→ EXCERPT:
# Two Choices



## G-Unit (Sep 4, 2011)

Me and DW are going to pick up either the Laredo 291TG or the Outback 292BH this weekend. Wanted to see if anyone had any thoughts. This will be our first time owning a TT so we want to make sure were getting the right unit. Looks like the Laredo has better insulation on floor but outback has better on roof, smaller tanks 30 v. 60 grey in outback, outside full kitchen v. camp kitchen, 3 bunks v.2, less space for stuff in kitchen area than outback, electric jacks v. manual in outback, bedroom has real doors v. shades, bigger master bed v. 74" in outback, its $1000 more but same weight. We have 2 small kids 2&4. I know this is an Outback forum so Im sure your biased and we really do love both models.


----------



## CampingRus (Jun 20, 2011)

The Outback 292bh looks interesting. We have the 250rs and love the outside camp kitchen and use it often. We have a cooler for outside drinks, so the refrigerator part isn't something we miss.

Seems like you get more living space with the two bunks vs the bunk room. The 292bh doesn't have a tub. Is that going to be a problem with the two little kiddos?

When we were looking to replace our hybrid, we did look at the Laredo. For us the bunkroom was too tight. The big bunk over the kitchen was too close to the ceiling and the smaller bunk would have been too small for our 10 year old daughter. So we ruled that out quickly.

As for the shorter bed - in our house it doesn't make difference. Dh is 6'5" and sleeps comfortably on our rear slide king that is also 74" long. Most people don't sleep in a straight line.

We purchased our own electric tongue jack.

Have you been in either camper yet? You are going to have to decide which is more important and which fits your needs better.


----------



## G-Unit (Sep 4, 2011)

Well, we did go into both units this weekend and decided that the Outback was a better choice and we absolutly loved it our first weekend out! Had a very nice experience with Holman Motors and had a few minor issues that are going to be resolved. All in all the kids love their "room" but we love the storage. The Laredo lacked the storage we were looking for and so far is more than we need......but we are working on that! The outdoor kitchen was nice along with my Coleman Roadtrip. Hot Shower, Hot Water and the Lav. is a huge upgrade to our pop-up. We coulnt be more happy. Planning our next trip right now, just got home!


----------



## thelmasgang (Apr 27, 2009)

G-Unit said:


> Well, we did go into both units this weekend and decided that the Outback was a better choice and we absolutly loved it our first weekend out! Had a very nice experience with Holman Motors and had a few minor issues that are going to be resolved. All in all the kids love their "room" but we love the storage. The Laredo lacked the storage we were looking for and so far is more than we need......but we are working on that! The outdoor kitchen was nice along with my Coleman Roadtrip. Hot Shower, Hot Water and the Lav. is a huge upgrade to our pop-up. We coulnt be more happy. Planning our next trip right now, just got home!


Congrats and welcome to the forum!!!


----------



## CampingRus (Jun 20, 2011)

G-Unit said:


> Well, we did go into both units this weekend and decided that the Outback was a better choice and we absolutly loved it our first weekend out! Had a very nice experience with Holman Motors and had a few minor issues that are going to be resolved. All in all the kids love their "room" but we love the storage. The Laredo lacked the storage we were looking for and so far is more than we need......but we are working on that! The outdoor kitchen was nice along with my Coleman Roadtrip. Hot Shower, Hot Water and the Lav. is a huge upgrade to our pop-up. We coulnt be more happy. Planning our next trip right now, just got home!


Congrats!! Pictures?? How big is the shower btw?


----------



## Mgonzo2u (Aug 3, 2004)

Oops, prior answer was in the wrong thread.

Congrats to you in this thread.


----------



## G-Unit (Sep 4, 2011)

Here they are


----------



## CampingRus (Jun 20, 2011)

Hey g-unit!

Funny running into you camping this weekend!!! Hope your family had a great time despite some of the rainy weather!

Jenn


----------

→ WORK TO COMPLETE:
1. Answer these questions from the trailer thread, one per line:
(a) What ages are the two small children G-Unit mentions?
(b) How tall does CampingRus say Dh is?
(c) With which company does G-Unit report having a very nice experience?
2. Reproduce the part of the trailer thread starting with "The Outback 292bh looks" and going on through "two little kiddos?".

→ STORED DATA:

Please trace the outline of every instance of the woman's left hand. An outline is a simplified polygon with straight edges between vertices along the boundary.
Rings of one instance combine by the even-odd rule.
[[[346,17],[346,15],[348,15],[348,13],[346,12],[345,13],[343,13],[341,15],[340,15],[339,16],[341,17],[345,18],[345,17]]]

→ EXERCISE SOLUTIONS:
1.
(a) 2 and 4
(b) 6'5"
(c) Holman Motors

2.
The Outback 292bh looks interesting. We have the 250rs and love the outside camp kitchen and use it often. We have a cooler for outside drinks, so the refrigerator part isn't something we miss.

Seems like you get more living space with the two bunks vs the bunk room. The 292bh doesn't have a tub. Is that going to be a problem with the two little kiddos?